_TEXT SECTION:_

State of the Planet

News from the Columbia Climate School

,

How Much Arsenic is Too Little?

Five hundred utilities in the United States currently provide drinking water with unsafe levels of arsenic, according to the Environmental Protection Agency. But determining the actual number of people who are getting too much arsenic in their water is much less clear, according to a study conducted in part by the Columbia Water Center and recently published in the American Water Works Association.

Arsenic, a trace element, has been regulated by the EPA since the passing of the Clean Water Act in 1972. It is, nevertheless, still the most persistent and widespread contaminant of drinking water in the United States. At high doses, arsenic is acutely toxic; for centuries it was known as “the king of poisons” for its use in murders and suicides. At lower doses, chronic exposure is associated with a host of ailments affecting almost every human organ, as well as promoting cancer of the bladder, lungs, skin, kidney, nasal passages, liver and prostate.

gray_arsenic
Gray Arsenic. Source: Wikimedia Commons

According to Katherine Alfredo, a scientist at the Columbia Water Center and a lead author of the study, while many utilities have water with arsenic levels above the EPA limit of 10 micrograms per liter (µg/L), determining the actual population-based health impacts of arsenic in the U.S. water supply depends heavily on how contamination data is handled and interpreted.

In 2001, the EPA revised its arsenic rules, replacing its old standard of 50 µg/L with a requirement that utilities keep levels below 10 µg/L. While most utilities have complied with the rules, a number of smaller utilities in areas with high levels of naturally occurring arsenic haven’t met the new standards, usually because of the cost of arsenic treatment.

“There are a bunch of different thresholds that are out there,” says Alfredo. “There’s the maximum contaminant level, which is the federal regulatory level. Then you have the maximum contaminant level goal—that’s purely health driven. So for arsenic, that’s zero. Arsenic—any amount—is toxic. So if you could treat to zero, you would want zero.”

But she says, treating to zero µg/L is extremely difficult if not impossible. “They could [set the limit] at zero, and then everyone would be in violation. Or you could set it at something that will protect human health, but will also not bankrupt all of our utilities.”

To better understand just how much arsenic was in water systems, and where it occurred, Alfredo and her collaborators retrospectively analyzed two different EPA datasets, from before 2001 and after.

drinking water
Photo: Darwin Bell, via Flickr.

The first set, the Arsenic Occurrence and Exposure Database, or AOED, consisted of a compilation of state compliance-monitoring databases, included only 25 states (whose monitoring the EPA thought suitable) with different reporting limits. Because it devised its new rules in 2001, the EPA was forced to rely on this limited dataset to set a threshold for the regulation of arsenic.

_SUPPLIED RECORDS:_
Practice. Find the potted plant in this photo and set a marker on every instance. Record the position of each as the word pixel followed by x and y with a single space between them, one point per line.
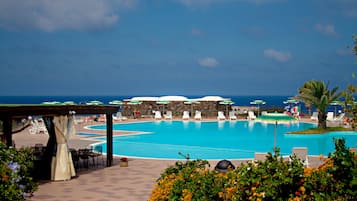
pixel 123 162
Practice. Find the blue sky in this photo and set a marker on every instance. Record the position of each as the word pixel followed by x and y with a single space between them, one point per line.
pixel 174 47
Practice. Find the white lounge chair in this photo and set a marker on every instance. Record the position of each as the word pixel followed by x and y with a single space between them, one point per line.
pixel 315 116
pixel 157 115
pixel 232 115
pixel 38 127
pixel 339 119
pixel 260 156
pixel 168 115
pixel 329 116
pixel 251 115
pixel 301 153
pixel 220 116
pixel 186 115
pixel 119 117
pixel 198 115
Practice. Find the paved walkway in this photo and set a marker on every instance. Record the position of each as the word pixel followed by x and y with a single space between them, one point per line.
pixel 133 183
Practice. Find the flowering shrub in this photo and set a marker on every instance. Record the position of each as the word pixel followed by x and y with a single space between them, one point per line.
pixel 124 159
pixel 15 169
pixel 272 179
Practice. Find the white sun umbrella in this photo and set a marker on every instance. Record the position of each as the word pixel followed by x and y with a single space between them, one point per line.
pixel 226 103
pixel 258 102
pixel 163 103
pixel 191 102
pixel 51 103
pixel 335 104
pixel 291 102
pixel 95 102
pixel 68 103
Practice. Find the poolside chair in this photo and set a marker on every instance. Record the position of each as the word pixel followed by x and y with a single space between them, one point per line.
pixel 97 152
pixel 251 115
pixel 301 153
pixel 315 116
pixel 102 118
pixel 220 116
pixel 258 156
pixel 186 115
pixel 168 115
pixel 329 116
pixel 232 115
pixel 119 117
pixel 38 127
pixel 198 115
pixel 157 115
pixel 339 119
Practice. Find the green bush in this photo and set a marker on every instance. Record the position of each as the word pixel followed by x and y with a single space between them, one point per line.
pixel 15 173
pixel 273 179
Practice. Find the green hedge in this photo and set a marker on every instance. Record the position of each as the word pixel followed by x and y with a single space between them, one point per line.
pixel 272 179
pixel 16 167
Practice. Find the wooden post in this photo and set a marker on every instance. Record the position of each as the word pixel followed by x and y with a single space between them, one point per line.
pixel 109 119
pixel 7 124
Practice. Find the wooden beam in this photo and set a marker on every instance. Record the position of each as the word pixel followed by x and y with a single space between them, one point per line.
pixel 7 129
pixel 109 118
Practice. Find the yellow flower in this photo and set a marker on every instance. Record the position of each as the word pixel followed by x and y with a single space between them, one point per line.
pixel 302 189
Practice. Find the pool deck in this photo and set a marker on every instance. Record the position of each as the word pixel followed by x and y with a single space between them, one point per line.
pixel 133 183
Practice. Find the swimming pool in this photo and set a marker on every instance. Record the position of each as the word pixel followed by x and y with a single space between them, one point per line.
pixel 217 140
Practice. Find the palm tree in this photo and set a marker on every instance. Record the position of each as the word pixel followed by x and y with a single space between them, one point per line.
pixel 316 93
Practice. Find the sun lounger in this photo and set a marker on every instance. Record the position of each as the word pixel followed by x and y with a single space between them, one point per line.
pixel 38 127
pixel 260 156
pixel 315 116
pixel 119 117
pixel 329 116
pixel 198 115
pixel 339 119
pixel 251 115
pixel 220 116
pixel 232 115
pixel 301 153
pixel 158 115
pixel 186 115
pixel 168 115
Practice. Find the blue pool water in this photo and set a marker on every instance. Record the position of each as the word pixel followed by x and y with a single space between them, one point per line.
pixel 217 140
pixel 88 134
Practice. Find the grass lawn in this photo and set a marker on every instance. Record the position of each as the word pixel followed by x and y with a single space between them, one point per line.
pixel 320 130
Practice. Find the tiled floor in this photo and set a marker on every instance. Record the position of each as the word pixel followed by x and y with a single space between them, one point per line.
pixel 133 183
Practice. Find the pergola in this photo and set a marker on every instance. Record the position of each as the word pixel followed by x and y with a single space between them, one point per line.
pixel 8 112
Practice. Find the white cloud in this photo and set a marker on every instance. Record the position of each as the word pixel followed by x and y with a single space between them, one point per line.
pixel 54 15
pixel 345 52
pixel 196 32
pixel 198 3
pixel 327 29
pixel 277 55
pixel 208 62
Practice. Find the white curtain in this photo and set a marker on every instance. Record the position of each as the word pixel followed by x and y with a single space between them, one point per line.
pixel 62 165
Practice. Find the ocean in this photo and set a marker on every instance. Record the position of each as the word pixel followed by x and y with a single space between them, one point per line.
pixel 271 101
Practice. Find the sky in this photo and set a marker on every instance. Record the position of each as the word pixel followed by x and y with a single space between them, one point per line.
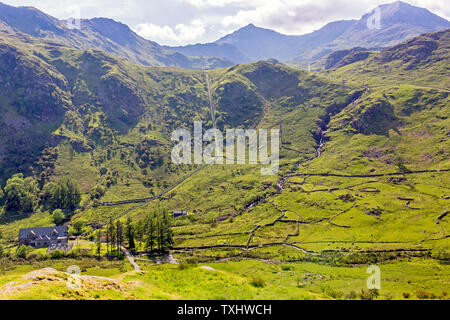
pixel 181 22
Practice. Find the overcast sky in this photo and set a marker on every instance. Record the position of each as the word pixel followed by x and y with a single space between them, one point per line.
pixel 180 22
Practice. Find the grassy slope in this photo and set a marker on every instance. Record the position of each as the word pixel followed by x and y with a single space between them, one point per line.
pixel 413 130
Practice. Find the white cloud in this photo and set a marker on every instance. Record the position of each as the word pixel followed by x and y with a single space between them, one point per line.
pixel 177 22
pixel 167 35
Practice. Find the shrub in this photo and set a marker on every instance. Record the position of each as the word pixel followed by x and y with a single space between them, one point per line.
pixel 56 254
pixel 58 216
pixel 369 294
pixel 351 295
pixel 257 282
pixel 21 252
pixel 422 294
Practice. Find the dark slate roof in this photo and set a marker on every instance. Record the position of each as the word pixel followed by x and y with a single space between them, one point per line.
pixel 43 232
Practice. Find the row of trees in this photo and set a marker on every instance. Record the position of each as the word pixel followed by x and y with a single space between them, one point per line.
pixel 22 194
pixel 154 232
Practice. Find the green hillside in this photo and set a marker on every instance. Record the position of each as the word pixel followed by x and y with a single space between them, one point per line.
pixel 364 170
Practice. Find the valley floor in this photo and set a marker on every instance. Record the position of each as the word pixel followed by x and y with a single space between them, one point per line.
pixel 246 279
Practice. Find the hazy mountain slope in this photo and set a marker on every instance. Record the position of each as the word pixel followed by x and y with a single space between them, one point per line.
pixel 399 21
pixel 252 43
pixel 353 188
pixel 222 50
pixel 98 33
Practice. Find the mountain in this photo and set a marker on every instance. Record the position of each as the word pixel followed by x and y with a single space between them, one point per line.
pixel 252 43
pixel 399 22
pixel 98 33
pixel 363 176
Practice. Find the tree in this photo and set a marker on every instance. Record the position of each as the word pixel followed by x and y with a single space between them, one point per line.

_EXPLORE THE MATERIAL:_
[a] According to the article on arsenic in drinking water, how many states did the Arsenic Occurrence and Exposure Database include?
[b] Print the part of the article on arsenic in drinking water that opens with the words containing "According to Katherine" and closes with "of arsenic treatment.".

_TASK-BY-TASK ANSWERS:_
[a] 25 states.

[b]
According to Katherine Alfredo, a scientist at the Columbia Water Center and a lead author of the study, while many utilities have water with arsenic levels above the EPA limit of 10 micrograms per liter (µg/L), determining the actual population-based health impacts of arsenic in the U.S. water supply depends heavily on how contamination data is handled and interpreted.

In 2001, the EPA revised its arsenic rules, replacing its old standard of 50 µg/L with a requirement that utilities keep levels below 10 µg/L. While most utilities have complied with the rules, a number of smaller utilities in areas with high levels of naturally occurring arsenic haven’t met the new standards, usually because of the cost of arsenic treatment.